• **AIM OF THE TASK**:
In the forum thread, switch "prices" to "costs" and give the part starting with "First off it" and going on through "is greatly appreciated!!".

• **SELECTION**:
# Can't decide between Glock 29 or Glock 30



## mike.45px4 (Jul 29, 2010)

I need help on deciding which of these I should get... 
First off it will be my first Glock and my daily CCW
Info on prices, differences, accuacy, ammo, all the good stuff and the bad, if any.

All info is greatly appreciated!!


----------



## FLAshooter (Oct 10, 2010)

HEy,

This was def not my first glock, but the GLOCK 30SF was my first CCW. IT is a GREAT CCW. The recoil is managable. Very accurate super fun to shoot. ONLY drawback is it is a little thick and just a bit heavy on the hip all the time but i WILL keep mine def. Made me want a CC that is lighter. Which is leading me to my current hunt of a GLOCK 23 or Sig 229


----------



## mike.45px4 (Jul 29, 2010)

FLAshooter;
Thanks a friend of mine (cop) suggested to me the Glock 23 as well. 
I got to shoot the Glock 29 and loved it!! Only thing that really bothered me was that while I was shooting it the trigger guard really seamed to get in the way of my grip. It left my right hand middle finger knuckle with a deep imprint.

• **RECORD EXTRACTS**:
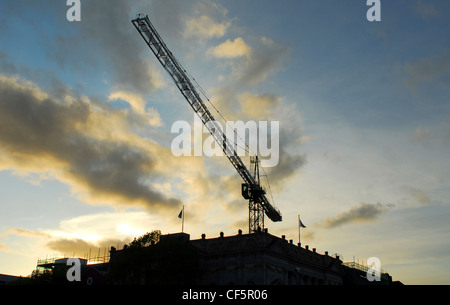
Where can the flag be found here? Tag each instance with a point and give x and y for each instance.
(300, 223)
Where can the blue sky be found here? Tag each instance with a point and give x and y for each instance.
(86, 111)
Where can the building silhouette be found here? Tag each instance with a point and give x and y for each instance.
(258, 258)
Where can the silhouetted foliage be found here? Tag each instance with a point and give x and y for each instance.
(168, 261)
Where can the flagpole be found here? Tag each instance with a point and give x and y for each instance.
(182, 222)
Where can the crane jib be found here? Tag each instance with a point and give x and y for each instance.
(188, 90)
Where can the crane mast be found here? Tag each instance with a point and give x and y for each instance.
(251, 188)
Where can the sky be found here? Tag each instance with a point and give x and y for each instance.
(363, 108)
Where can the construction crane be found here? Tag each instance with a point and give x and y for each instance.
(251, 189)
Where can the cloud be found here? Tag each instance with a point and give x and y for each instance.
(426, 10)
(87, 145)
(362, 213)
(137, 103)
(258, 106)
(105, 36)
(427, 69)
(231, 49)
(418, 195)
(206, 27)
(26, 232)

• **THE REPLY**:
First off it will be my first Glock and my daily CCW
Info on costs, differences, accuacy, ammo, all the good stuff and the bad, if any.

All info is greatly appreciated!!